#### Material to process ####

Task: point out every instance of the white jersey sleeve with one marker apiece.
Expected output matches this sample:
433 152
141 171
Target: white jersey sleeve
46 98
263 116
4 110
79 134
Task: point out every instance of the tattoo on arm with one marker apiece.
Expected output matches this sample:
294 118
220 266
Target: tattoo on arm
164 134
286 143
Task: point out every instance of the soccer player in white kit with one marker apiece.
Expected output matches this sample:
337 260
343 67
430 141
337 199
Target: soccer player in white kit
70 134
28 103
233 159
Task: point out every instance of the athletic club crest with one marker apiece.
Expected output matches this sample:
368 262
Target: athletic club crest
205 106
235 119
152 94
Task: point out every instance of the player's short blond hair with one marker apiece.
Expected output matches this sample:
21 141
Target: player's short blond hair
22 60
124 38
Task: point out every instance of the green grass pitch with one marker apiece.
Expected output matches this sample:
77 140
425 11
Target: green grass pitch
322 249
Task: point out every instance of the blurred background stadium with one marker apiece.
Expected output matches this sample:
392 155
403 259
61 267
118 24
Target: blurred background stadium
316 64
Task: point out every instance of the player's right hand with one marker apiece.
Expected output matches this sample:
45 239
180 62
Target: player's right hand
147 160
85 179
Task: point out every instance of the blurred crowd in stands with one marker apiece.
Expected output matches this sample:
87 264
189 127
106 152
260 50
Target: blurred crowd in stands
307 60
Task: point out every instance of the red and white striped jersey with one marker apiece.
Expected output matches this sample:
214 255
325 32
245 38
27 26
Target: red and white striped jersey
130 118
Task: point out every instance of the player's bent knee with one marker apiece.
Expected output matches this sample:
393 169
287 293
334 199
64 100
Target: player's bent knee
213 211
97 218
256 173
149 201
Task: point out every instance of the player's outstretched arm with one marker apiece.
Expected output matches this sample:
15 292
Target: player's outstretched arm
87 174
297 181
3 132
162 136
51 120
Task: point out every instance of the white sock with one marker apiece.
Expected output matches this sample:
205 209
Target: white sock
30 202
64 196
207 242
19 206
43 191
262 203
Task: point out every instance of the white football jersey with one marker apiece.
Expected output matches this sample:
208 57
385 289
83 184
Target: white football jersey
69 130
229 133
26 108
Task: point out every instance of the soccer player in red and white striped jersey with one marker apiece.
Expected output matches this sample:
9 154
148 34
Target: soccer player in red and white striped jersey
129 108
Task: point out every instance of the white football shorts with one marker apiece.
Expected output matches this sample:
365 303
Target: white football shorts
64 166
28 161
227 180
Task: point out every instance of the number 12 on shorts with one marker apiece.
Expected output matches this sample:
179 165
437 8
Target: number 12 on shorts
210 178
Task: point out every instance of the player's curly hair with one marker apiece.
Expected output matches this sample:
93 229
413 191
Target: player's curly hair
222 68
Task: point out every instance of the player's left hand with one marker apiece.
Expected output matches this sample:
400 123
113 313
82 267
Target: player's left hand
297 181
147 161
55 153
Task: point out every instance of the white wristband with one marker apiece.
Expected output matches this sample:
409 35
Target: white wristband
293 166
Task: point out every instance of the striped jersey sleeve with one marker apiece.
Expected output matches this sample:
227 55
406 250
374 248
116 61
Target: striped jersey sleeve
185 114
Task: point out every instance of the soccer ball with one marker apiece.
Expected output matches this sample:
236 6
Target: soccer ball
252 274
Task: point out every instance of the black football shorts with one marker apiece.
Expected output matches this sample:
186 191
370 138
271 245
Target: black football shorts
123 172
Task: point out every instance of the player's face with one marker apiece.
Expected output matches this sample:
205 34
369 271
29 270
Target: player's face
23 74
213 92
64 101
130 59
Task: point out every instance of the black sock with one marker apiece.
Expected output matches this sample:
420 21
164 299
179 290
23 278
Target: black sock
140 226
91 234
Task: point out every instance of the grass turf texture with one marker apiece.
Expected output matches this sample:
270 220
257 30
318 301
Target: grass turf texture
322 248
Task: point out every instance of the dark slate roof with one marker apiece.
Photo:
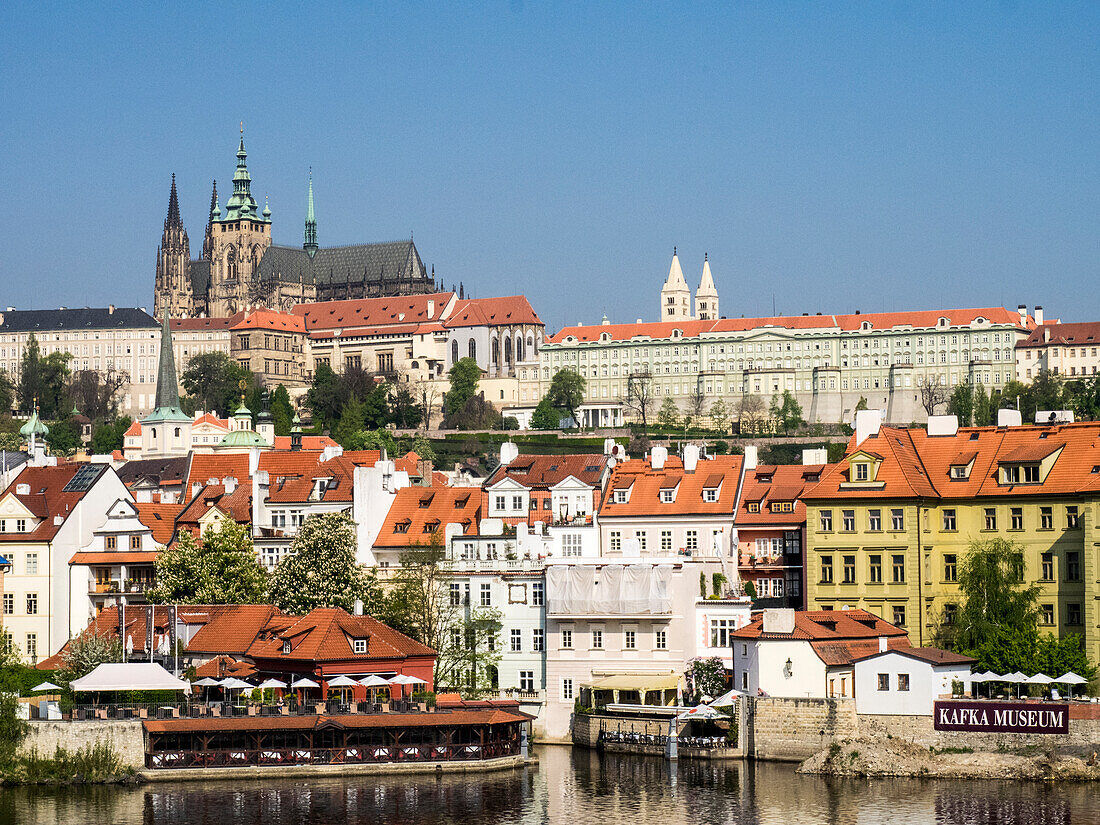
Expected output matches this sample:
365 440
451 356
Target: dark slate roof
366 262
32 320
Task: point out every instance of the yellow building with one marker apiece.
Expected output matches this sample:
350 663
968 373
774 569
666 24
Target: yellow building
889 526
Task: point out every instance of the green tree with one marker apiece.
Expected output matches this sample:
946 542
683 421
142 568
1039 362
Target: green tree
668 416
464 376
221 568
960 404
546 417
567 392
213 382
321 570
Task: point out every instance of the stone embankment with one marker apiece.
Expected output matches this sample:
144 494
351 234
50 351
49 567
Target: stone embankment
899 758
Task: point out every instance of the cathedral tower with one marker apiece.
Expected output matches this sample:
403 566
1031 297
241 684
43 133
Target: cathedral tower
172 293
675 295
706 296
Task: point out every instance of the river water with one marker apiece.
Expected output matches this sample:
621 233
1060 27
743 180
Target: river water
568 787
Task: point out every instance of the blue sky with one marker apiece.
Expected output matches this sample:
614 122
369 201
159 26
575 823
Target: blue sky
828 157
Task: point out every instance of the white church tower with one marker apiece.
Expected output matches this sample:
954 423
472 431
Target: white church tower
675 294
706 296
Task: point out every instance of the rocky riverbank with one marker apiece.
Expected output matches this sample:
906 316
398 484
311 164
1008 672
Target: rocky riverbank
898 758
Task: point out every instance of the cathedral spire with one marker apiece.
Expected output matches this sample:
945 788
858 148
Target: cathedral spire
310 243
173 219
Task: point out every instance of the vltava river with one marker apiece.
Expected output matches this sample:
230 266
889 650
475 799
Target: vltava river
570 788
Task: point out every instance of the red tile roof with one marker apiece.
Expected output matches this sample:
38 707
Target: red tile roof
418 512
646 484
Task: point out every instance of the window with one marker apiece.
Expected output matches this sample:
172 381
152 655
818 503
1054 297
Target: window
849 569
875 569
1073 567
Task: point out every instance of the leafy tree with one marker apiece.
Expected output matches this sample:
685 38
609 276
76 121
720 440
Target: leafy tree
706 677
219 569
464 376
110 436
43 378
64 437
282 410
546 417
321 570
567 392
668 416
86 652
960 404
213 382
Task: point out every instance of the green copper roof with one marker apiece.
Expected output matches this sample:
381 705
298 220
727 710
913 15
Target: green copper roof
243 438
167 392
33 426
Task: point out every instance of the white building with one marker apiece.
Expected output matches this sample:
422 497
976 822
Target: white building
906 681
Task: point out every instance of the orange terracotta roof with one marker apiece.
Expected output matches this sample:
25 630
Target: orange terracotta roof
542 472
646 484
418 512
272 320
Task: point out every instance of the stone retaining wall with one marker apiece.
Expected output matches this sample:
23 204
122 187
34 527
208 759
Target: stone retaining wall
124 736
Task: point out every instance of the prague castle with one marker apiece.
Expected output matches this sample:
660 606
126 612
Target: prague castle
240 267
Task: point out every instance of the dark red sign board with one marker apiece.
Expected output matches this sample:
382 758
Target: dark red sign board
1001 717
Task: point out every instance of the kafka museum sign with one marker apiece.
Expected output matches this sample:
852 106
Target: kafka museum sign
1001 717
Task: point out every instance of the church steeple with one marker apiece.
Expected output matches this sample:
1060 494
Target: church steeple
310 242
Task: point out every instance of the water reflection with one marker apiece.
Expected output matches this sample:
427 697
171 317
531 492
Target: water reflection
575 788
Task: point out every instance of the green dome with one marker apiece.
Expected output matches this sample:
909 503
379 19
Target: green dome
243 438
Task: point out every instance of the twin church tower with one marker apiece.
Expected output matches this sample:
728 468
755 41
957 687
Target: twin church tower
240 267
675 295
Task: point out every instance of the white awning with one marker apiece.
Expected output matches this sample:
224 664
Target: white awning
129 677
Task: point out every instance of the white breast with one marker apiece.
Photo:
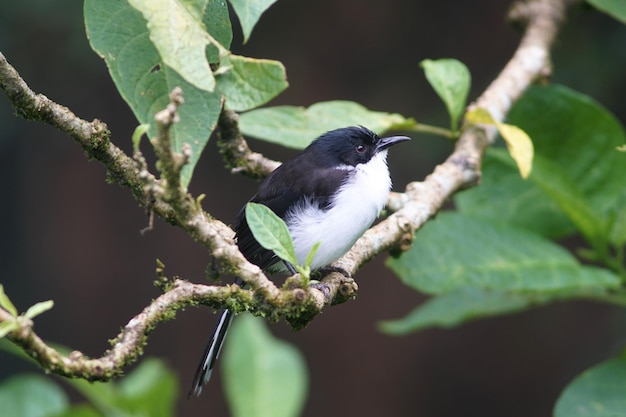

####

Task objective: List every line of the items above that contains the word "rocky".

Task output:
Task: point out every instance of the rocky riverbank with one marker apiece.
Target: rocky riverbank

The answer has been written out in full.